*EXERCISE REQUIREMENTS*:
[A] List every IP address and hostname that appears in the c-ares excerpt, giving each one once.
[B] Pick up the c-ares excerpt after its final line and continue it.
— begin EXCERPT —
Anyway, that is interesting... The DNS server sends a response, but the client claims
it is not listening on the right port (the ports appear to change by +1 for each
request, except that last request which was +2). Maybe a send attempt failed
due to ARP needing to be refreshed, and the c-ares retransmit logic improperly
incremented sending port without properly fixing up the listening socket?

Maybe you are destructing the cares objects too soon?

Can you post your code, or if not that code, then something else
simple that can reproduce the problem?

I think cares can probably bind it's source port to a particular port. If
your OS is having ephemeral port issues, that might resolve the problem.

If cares has bugs in it's retry logic, that might also work around the problem,
but it would be best to actually fix the problem.

Thanks,
Ben

>
> What I did in this experiment:
>
> - I am running my experiment on my laptop that has windows 7
>
> - My laptop (IP 192.168.1.109) is connected wirelessly to my router
> (IP 192.168.1.1)
>
> - On my laptop I am running a small program that runs in a loop to
> use libcares to resolve www.google.com <http://www.google.com> to its IP address. The loop
> has 100 iterations. Each request to libcares to resolve the hostname
> to IP has a timeout of 10 seconds.
>
> - On the 95th iteration libcares timesout and fails to resolve
> www.google.com <http://www.google.com> to its IP address.
>
> - While performing the experiment I was capturing the traffic with
> wireshark. I used a filter of "arp || dns"
>
> - What I see is that on the 95th iteration I get an ICMP error
> "Destination unreachable".
>
> - I think it is quite possible to get such an error. Afterall I am
> running libcares using UDP and my setup is wireless.
— end EXCERPT —
— begin SUPPLIED INFORMATION —
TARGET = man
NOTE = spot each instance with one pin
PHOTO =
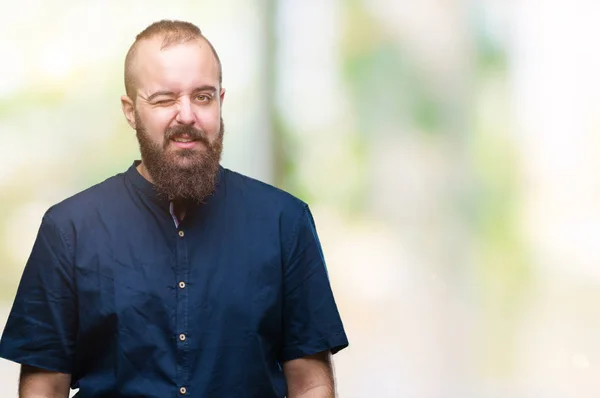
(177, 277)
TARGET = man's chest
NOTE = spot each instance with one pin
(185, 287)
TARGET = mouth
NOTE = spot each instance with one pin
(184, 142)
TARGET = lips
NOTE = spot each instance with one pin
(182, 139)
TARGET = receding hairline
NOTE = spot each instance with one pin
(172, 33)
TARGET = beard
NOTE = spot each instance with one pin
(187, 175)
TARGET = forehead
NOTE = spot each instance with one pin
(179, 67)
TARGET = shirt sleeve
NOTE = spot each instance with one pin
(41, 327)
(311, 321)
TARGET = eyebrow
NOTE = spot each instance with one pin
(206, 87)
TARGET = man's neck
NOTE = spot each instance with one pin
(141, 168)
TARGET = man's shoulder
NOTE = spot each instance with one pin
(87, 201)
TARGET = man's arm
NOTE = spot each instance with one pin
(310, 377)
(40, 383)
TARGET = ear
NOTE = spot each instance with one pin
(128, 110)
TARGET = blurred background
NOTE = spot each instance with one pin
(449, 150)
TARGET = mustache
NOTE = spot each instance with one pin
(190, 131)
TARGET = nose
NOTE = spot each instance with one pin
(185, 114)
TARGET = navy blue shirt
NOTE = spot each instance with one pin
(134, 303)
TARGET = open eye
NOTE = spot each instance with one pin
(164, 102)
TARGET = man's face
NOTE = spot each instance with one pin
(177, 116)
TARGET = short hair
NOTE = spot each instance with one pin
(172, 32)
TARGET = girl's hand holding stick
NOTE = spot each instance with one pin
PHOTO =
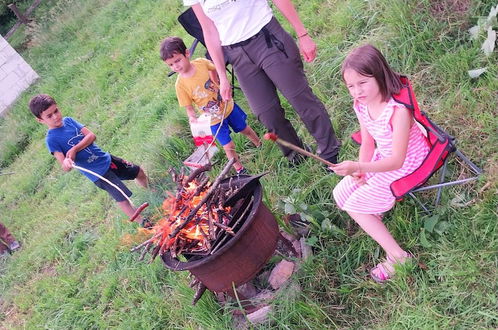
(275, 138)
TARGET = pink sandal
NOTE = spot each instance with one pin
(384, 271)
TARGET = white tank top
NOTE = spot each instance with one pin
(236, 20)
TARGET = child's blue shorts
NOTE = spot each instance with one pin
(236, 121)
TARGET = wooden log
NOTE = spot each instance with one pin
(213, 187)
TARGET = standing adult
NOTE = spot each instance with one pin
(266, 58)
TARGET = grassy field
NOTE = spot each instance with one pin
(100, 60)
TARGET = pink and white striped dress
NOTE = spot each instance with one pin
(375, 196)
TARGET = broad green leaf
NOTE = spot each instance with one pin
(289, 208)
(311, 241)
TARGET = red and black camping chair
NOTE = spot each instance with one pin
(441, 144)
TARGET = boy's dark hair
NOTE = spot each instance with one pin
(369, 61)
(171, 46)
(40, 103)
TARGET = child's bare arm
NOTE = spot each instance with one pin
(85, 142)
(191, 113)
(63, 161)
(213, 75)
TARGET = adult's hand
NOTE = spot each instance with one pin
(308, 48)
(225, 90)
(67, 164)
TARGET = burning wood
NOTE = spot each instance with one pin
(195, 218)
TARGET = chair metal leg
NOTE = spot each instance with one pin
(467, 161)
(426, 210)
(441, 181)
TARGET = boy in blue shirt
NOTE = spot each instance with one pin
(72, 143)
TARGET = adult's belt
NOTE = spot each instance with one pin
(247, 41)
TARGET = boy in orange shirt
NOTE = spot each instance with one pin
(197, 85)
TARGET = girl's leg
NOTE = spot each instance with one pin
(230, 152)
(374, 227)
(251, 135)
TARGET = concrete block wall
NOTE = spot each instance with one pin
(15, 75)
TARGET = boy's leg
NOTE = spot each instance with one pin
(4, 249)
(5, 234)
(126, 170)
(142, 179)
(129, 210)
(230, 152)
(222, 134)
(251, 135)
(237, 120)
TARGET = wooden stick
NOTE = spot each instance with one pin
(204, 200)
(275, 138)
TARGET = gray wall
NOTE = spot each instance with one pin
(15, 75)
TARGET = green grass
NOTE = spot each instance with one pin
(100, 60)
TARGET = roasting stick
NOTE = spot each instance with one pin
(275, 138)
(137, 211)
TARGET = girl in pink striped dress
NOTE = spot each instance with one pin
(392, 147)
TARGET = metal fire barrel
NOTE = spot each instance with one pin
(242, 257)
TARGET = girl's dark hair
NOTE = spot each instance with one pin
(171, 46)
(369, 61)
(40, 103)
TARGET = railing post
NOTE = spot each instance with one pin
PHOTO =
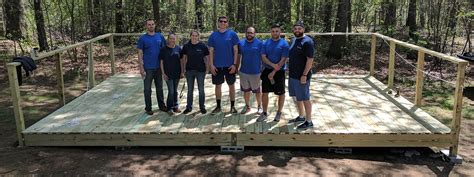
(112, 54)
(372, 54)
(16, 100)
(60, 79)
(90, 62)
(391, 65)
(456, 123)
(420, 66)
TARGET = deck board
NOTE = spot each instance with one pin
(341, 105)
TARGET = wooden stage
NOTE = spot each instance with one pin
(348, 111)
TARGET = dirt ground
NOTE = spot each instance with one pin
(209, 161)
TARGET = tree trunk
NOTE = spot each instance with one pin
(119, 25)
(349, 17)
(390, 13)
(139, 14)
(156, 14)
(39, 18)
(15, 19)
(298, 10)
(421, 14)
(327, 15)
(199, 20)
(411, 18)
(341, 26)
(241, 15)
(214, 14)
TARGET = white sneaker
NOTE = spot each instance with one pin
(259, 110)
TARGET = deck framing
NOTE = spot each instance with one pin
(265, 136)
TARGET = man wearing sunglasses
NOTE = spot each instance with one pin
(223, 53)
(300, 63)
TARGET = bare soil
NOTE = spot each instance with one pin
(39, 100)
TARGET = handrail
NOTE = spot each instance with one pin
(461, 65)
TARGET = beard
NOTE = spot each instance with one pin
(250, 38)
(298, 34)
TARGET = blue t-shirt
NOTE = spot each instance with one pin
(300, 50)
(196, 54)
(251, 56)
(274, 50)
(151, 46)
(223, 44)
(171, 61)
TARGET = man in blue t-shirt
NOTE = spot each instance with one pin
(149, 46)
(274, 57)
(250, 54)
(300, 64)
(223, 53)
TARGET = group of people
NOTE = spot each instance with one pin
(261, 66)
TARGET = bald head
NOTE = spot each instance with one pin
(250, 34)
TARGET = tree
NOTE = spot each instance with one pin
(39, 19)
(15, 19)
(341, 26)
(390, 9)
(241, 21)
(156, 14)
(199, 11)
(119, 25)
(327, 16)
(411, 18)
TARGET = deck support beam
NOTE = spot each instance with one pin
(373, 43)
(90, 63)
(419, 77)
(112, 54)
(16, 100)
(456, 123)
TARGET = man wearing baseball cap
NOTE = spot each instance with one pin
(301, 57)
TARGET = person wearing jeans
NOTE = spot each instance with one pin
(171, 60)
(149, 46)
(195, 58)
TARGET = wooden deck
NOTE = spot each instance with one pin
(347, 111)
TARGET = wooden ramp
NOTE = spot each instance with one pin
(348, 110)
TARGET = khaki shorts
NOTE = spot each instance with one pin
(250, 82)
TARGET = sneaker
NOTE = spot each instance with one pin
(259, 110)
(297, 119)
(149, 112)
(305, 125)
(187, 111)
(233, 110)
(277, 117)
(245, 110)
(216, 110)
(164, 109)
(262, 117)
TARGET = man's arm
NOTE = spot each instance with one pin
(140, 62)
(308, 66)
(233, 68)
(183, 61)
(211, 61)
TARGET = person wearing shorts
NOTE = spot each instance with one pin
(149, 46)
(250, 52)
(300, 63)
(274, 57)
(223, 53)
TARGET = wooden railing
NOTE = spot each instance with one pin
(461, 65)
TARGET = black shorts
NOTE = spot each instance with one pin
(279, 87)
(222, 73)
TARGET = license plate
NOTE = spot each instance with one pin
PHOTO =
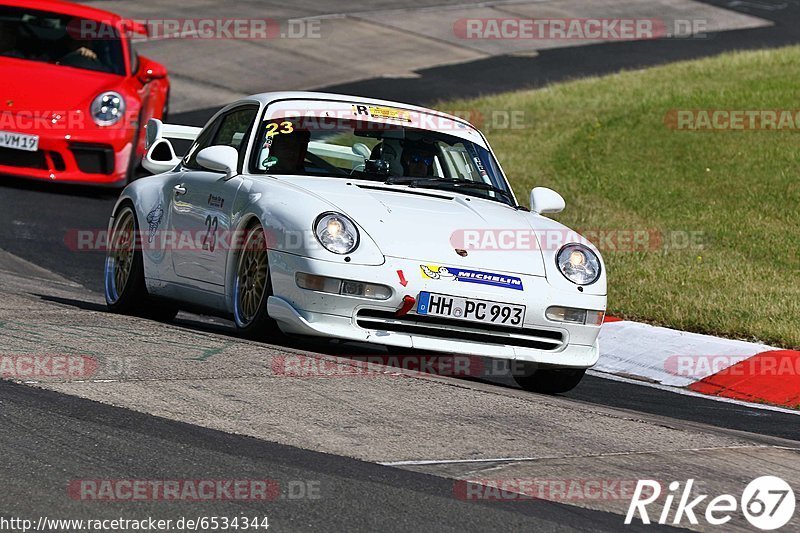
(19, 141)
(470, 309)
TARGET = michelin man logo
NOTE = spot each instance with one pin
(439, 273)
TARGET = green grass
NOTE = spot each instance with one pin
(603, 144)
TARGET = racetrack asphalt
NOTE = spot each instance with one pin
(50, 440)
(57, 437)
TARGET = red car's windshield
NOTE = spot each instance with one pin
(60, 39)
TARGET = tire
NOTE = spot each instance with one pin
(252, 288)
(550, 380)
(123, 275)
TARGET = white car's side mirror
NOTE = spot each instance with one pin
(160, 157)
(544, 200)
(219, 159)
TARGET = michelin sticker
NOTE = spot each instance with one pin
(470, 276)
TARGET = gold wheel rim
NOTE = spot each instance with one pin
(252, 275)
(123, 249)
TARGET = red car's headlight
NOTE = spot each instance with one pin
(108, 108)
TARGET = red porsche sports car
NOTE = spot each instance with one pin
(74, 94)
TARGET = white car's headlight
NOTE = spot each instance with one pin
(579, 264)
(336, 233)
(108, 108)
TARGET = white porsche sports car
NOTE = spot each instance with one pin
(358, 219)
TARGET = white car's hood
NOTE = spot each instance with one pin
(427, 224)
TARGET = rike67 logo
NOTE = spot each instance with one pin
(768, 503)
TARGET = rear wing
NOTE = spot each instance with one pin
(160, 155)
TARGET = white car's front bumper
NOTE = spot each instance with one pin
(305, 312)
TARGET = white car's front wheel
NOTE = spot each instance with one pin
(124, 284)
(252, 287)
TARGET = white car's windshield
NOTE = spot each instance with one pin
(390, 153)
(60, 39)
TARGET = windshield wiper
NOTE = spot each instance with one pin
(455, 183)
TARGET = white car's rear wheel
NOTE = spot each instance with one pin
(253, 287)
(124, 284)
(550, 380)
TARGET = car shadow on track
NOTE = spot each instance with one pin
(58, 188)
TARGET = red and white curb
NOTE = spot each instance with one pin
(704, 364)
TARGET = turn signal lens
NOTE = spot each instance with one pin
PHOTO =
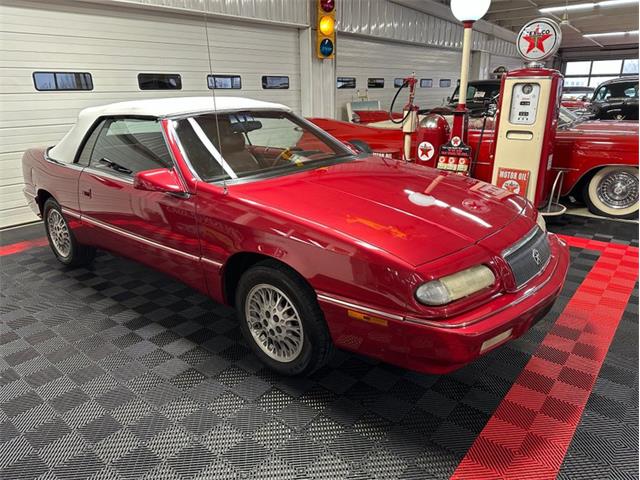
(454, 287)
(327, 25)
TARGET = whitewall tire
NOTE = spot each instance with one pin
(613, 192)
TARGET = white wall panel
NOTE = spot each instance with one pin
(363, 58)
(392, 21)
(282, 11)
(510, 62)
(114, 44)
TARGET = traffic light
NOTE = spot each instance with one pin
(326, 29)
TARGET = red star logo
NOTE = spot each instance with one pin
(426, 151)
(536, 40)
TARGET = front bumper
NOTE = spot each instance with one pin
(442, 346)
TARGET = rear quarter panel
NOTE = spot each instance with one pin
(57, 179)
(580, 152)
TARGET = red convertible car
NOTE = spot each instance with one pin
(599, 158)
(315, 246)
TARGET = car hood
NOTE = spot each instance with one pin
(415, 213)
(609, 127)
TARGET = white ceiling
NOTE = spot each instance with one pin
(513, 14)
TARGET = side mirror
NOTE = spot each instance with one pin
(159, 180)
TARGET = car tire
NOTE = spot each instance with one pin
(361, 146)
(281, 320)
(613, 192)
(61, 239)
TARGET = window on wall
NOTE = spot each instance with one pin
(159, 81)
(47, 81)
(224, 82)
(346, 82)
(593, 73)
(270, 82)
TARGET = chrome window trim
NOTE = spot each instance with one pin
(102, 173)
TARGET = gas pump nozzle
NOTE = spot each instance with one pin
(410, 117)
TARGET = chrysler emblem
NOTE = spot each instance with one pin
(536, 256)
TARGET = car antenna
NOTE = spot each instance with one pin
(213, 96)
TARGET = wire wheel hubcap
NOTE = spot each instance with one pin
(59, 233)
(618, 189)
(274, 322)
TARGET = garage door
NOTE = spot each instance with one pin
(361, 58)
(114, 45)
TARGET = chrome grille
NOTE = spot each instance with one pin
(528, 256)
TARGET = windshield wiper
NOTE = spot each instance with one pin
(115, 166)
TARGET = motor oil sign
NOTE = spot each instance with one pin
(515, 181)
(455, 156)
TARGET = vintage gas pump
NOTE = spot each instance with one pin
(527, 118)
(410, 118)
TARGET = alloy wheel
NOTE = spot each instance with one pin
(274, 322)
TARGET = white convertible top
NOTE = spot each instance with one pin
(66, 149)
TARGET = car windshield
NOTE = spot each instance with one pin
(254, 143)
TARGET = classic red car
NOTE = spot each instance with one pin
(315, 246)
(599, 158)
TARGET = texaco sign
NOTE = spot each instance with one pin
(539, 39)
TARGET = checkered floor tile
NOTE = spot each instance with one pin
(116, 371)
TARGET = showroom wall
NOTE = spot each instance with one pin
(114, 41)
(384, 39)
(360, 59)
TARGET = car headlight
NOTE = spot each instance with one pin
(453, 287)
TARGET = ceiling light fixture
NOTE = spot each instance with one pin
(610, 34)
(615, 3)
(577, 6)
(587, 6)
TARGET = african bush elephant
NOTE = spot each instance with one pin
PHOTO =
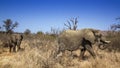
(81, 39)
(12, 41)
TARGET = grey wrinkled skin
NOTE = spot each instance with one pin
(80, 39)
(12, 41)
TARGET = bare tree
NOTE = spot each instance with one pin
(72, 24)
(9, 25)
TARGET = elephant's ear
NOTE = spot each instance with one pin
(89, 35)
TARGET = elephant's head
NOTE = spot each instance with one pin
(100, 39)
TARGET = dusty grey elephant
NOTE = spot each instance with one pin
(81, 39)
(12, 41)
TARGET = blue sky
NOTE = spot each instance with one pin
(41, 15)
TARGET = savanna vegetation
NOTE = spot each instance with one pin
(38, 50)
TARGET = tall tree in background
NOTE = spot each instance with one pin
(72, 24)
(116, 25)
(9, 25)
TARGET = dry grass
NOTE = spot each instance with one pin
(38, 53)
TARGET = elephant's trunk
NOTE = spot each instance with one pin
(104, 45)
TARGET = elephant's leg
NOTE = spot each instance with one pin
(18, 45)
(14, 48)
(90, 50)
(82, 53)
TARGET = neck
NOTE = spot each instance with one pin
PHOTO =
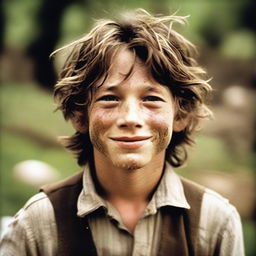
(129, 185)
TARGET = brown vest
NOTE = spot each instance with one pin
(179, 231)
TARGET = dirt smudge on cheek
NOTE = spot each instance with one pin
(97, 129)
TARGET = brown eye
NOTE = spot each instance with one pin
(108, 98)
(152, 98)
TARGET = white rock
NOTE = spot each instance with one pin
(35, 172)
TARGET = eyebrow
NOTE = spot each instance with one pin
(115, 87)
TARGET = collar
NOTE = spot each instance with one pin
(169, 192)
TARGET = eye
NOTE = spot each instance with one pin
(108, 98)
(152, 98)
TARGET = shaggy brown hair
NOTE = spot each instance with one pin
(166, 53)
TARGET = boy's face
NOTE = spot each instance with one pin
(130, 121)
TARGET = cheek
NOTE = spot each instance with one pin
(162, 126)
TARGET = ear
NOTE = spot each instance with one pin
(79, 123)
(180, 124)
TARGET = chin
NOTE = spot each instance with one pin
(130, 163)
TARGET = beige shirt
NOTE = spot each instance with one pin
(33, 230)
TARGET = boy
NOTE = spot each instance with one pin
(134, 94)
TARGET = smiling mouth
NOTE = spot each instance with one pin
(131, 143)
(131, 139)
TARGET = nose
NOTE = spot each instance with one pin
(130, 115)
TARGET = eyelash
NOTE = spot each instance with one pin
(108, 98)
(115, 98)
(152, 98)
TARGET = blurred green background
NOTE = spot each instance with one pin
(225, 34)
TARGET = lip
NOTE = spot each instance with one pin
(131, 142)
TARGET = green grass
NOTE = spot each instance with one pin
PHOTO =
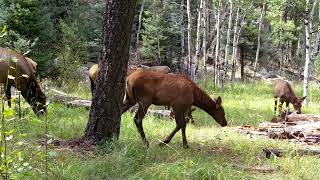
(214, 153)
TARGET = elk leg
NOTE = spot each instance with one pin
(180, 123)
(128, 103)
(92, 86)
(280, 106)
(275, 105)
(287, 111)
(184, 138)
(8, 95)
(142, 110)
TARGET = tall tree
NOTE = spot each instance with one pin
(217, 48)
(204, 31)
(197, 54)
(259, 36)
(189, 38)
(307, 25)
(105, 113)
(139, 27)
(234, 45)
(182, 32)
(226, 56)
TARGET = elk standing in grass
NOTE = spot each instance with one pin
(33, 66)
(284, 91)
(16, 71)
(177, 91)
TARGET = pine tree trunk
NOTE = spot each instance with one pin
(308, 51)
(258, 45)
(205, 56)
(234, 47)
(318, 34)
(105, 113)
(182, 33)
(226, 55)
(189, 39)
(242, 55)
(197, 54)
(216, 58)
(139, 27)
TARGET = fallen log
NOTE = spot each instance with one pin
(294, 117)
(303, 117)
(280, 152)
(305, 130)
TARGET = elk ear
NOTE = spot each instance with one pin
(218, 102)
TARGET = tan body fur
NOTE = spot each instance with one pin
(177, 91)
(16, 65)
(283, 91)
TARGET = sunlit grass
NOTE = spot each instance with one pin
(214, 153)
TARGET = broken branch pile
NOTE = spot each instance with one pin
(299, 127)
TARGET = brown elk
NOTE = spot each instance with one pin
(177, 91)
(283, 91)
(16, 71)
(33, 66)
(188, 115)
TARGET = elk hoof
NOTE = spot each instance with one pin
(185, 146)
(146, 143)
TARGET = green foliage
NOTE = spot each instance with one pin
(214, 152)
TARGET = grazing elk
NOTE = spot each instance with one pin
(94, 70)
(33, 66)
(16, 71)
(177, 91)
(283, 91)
— end SUPPLIED INFORMATION —
*ANSWERS TO THE EXERCISE*:
[A]
192.168.1.109
192.168.1.1
www.google.com

[B]
>
> - Am I using libcares wrong ? What is the proper way to use libcares
> ? I am asking libcares to perform a hostname to IP translation
> with a timeout of 10 seconds. Should libcares not try again within
> that 10 seconds if it gets an ICMP error while trying to reach the
> nameserver ?
>
> Thanks
> Richard
>
>
> On Wed, May 27, 2015 at 3:28 PM, Ben Greear <greearb_at_candelatech.com <mailto:greearb_at_candelatech.com>> wrote:
>
> On 05/27/2015 12:22 PM, Richard wrote:
> > Thanks for the response.
> >
> > I am using the latest stable release which is: c-ares-1.10.0
> >
> > Is that what I should be using ? Or should I be using the development version from github.
>
> Looks like you have a good test case to try it out...so I would try latest as well.
>
> If it is still broken, at least it's not some bug that is already fixed
> and it would be worth more time trying to find the issue.
>
> Thanks,
> Ben
>
> >
> > Regards
> > Richard
> >
> > On Wed, May 27, 2015 at 3:07 PM, Ben Greear <greearb_at_candelatech.com <mailto:greearb_at_candelatech.com> <mailto:greearb_at_candelatech.com <mailto:greearb_at_candelatech.com>>> wrote:
> >
> > On 05/27/2015 12:02 PM, Richard wrote:
> > > Hello:
> > >
> > > I am sorry if this message is a duplicate. I tried to post this same
> > > message a few weeks ago through gmane but I never got a response. I am
> > > trying to post again directly via the c-ares mailing list.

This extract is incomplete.